==== Given text ====

Can cancer be stopped? and the role of nutrition in brain and eye function are two public lectures in WIT as part of the Robert Boyle Science Festival
WIT plays a central role in Science Week which runs from 8-15 November with Calmast (Centre for the Advancement of Learning of Maths, Science and Technology) the institute's science outreach centre organising the Robert Boyle Science Festival, the South East’s contribution to Science Week.
Over 50 events take place place in Waterford, Lismore, Dungarvan, Carrick-on-Suir and New Ross as part of the Robert Boyle Science festival. Such is the popularity of the events, organisers have reported that 3,500 places for schools booked out in an hour.
WIT lecturers and researchers will be joined by international presenters bringing a wide range of events to the region from workshops on electronics, computing, chemistry and much more for younger audiences, to lectures on personal medicine and the role of nutrition in age related macular degeneration.
Three events open to the public take place at WIT. They are:
Monday, 9 November 7pm-8pm: The Bubble Show! From the London Science Museum.
Tuesday, 10 November 7pm-8pm: The role of nutrition in the prevention of age-related macular degeneration (AMD) and Alzheimer's disease, with Prof John Nolan, School of Health Science , WIT.
Wednesday, 11 November 7pm-8pm: Can cancer be stopped? Dr Salvador Macip, University of Leicester. Admission: Free but pre-book necessary. Contact: Eleanor Reade on 051 302037 or email [email protected]
“This year is the 20th Anniversary of Science Week and WIT has from the beginning been one of the biggest participants. We estimate that close on 100,000 have participated in over 1,000 sessions in that time. We expect over 6,000 to attend events we have organised,” said Dr Sheila Donegan, organiser of the Robert Boyle Science Festival, and a director at WIT’s Calmast.

====

Required work:
- a) Rewrite the science festival text from "Wednesday, 11 November" to "at WIT’s Calmast.", changing "pre-book necessary" to "booking required".
- b) Based on the science festival text, why were 3,500 school places booked out within an hour?

==== Records supplied ====

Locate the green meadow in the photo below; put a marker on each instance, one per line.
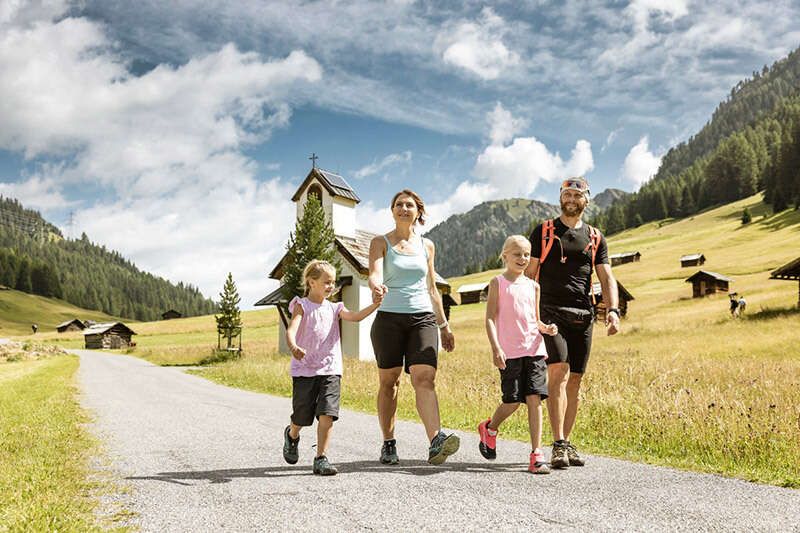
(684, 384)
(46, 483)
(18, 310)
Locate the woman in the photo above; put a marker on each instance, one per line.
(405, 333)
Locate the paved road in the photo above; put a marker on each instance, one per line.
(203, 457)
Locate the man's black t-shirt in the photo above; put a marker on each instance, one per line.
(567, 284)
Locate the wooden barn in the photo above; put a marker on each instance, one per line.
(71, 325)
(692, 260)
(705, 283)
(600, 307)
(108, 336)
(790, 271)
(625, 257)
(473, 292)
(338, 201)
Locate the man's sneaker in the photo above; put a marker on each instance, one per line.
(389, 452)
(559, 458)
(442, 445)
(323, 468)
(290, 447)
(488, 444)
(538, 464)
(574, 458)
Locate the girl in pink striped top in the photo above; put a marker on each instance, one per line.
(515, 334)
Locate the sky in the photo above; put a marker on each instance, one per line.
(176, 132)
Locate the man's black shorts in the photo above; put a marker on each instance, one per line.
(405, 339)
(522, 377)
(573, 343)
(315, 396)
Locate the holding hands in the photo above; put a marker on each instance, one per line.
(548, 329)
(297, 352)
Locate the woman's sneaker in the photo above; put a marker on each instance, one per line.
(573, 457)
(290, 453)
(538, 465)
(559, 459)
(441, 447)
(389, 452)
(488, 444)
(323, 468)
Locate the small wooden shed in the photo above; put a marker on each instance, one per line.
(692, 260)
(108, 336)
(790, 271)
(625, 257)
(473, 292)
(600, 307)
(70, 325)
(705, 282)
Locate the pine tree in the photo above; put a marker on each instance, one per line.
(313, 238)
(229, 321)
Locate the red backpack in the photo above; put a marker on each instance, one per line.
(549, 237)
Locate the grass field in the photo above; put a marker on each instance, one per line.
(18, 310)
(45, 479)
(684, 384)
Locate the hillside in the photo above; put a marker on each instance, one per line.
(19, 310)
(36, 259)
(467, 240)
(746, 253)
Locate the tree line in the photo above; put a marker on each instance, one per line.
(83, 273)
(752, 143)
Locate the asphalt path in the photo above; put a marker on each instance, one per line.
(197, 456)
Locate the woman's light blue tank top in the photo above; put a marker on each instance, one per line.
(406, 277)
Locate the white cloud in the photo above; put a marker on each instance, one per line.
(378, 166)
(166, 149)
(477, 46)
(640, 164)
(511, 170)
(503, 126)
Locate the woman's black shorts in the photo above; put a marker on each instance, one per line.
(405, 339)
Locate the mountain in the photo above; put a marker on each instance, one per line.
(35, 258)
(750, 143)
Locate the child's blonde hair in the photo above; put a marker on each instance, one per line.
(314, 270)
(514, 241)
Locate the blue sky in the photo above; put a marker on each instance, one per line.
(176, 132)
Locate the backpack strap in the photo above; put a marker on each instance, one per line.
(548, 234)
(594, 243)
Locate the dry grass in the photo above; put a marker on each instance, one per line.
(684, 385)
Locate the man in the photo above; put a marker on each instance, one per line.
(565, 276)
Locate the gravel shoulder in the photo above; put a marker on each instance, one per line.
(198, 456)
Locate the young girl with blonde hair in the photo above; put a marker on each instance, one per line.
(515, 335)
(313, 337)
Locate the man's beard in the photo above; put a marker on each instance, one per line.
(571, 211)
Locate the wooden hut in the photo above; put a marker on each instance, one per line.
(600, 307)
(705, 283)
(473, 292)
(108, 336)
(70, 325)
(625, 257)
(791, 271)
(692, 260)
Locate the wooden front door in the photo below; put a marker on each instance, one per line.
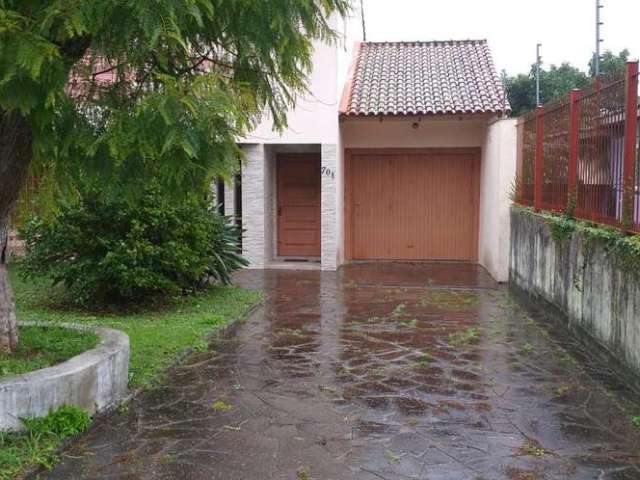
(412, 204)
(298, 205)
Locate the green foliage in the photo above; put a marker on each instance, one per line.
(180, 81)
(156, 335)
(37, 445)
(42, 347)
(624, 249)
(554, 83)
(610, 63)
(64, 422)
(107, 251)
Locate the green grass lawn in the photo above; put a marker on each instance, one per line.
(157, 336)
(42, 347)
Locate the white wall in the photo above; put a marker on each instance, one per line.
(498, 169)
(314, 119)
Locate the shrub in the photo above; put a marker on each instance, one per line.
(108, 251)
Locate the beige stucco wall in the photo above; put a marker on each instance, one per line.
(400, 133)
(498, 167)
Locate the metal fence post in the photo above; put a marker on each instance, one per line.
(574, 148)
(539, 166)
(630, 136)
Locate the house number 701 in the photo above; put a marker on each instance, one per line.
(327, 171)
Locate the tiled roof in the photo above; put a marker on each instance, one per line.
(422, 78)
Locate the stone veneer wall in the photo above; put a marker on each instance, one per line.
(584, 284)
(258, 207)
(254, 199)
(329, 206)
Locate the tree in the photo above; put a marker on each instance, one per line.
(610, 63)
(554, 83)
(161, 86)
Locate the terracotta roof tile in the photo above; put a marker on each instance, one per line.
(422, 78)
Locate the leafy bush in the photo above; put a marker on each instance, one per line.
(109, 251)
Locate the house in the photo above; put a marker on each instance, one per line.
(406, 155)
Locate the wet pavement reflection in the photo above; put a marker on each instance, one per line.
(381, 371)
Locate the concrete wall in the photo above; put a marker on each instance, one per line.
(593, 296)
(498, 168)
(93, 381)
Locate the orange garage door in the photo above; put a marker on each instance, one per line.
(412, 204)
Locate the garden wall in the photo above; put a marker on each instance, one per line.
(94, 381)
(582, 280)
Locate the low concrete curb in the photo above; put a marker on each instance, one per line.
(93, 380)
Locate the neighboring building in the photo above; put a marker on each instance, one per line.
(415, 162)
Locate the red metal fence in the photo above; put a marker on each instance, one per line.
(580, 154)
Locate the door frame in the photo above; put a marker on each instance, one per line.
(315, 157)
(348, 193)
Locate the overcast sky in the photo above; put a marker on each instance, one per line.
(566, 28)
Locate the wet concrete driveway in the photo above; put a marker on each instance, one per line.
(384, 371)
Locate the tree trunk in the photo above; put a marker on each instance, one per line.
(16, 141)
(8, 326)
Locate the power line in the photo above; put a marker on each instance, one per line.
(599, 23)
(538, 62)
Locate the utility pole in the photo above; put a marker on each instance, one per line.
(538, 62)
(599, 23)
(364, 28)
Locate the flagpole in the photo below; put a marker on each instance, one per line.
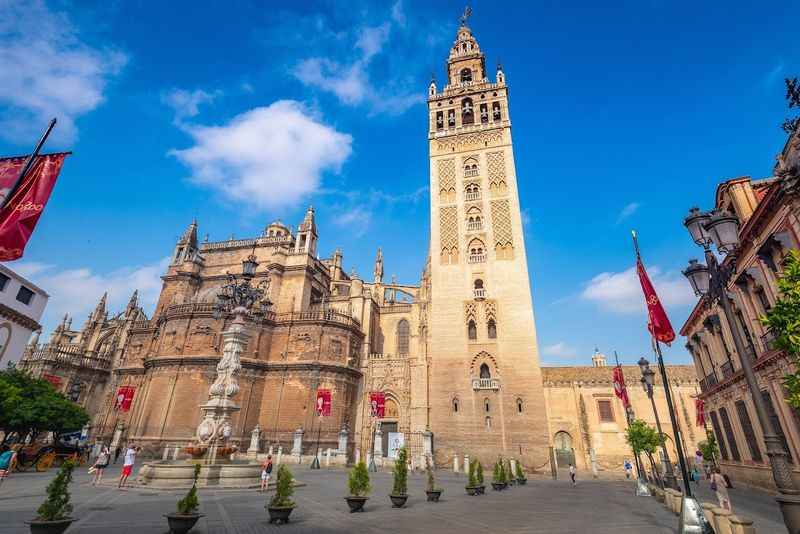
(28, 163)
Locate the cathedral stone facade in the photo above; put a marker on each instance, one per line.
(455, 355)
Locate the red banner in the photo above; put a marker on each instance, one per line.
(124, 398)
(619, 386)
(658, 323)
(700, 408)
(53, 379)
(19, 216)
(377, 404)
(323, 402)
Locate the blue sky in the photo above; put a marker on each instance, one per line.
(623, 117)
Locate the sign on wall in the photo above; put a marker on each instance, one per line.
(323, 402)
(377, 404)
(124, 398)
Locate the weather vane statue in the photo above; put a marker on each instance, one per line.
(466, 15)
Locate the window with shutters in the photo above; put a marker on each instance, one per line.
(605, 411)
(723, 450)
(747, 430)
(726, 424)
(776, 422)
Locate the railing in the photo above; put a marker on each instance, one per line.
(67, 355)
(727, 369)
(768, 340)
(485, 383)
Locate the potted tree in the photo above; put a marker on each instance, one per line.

====
==== Records supplied ====

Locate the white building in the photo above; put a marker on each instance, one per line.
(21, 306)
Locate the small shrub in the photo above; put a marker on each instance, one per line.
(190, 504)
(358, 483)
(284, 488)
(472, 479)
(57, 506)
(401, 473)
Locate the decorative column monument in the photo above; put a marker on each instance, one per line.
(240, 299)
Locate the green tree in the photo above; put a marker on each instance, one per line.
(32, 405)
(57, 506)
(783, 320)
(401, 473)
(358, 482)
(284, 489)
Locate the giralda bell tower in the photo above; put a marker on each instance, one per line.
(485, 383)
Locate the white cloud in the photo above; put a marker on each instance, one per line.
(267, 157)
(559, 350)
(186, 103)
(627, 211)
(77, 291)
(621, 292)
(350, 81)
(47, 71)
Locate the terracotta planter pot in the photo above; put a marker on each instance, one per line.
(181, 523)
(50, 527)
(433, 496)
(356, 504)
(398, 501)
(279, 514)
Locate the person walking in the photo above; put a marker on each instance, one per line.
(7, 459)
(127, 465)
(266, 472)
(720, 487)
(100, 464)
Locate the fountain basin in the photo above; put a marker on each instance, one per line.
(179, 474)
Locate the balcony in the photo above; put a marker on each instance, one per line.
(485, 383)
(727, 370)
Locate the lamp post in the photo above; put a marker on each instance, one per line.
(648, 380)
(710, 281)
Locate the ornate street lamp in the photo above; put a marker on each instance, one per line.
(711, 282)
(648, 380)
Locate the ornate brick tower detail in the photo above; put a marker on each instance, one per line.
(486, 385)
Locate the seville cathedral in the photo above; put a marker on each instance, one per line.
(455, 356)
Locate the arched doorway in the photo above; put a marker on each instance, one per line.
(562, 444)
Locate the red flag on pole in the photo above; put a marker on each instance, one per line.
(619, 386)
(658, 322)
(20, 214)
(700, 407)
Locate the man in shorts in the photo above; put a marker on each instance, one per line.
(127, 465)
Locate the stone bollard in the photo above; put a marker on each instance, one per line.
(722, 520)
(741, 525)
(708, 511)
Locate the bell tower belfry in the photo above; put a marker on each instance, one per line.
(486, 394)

====

Answers to this exercise:
- a)
Wednesday, 11 November 7pm-8pm: Can cancer be stopped? Dr Salvador Macip, University of Leicester. Admission: Free but booking required. Contact: Eleanor Reade on 051 302037 or email [email protected]
“This year is the 20th Anniversary of Science Week and WIT has from the beginning been one of the biggest participants. We estimate that close on 100,000 have participated in over 1,000 sessions in that time. We expect over 6,000 to attend events we have organised,” said Dr Sheila Donegan, organiser of the Robert Boyle Science Festival, and a director at WIT’s Calmast.

- b) The places went that fast because the festival's events are so popular.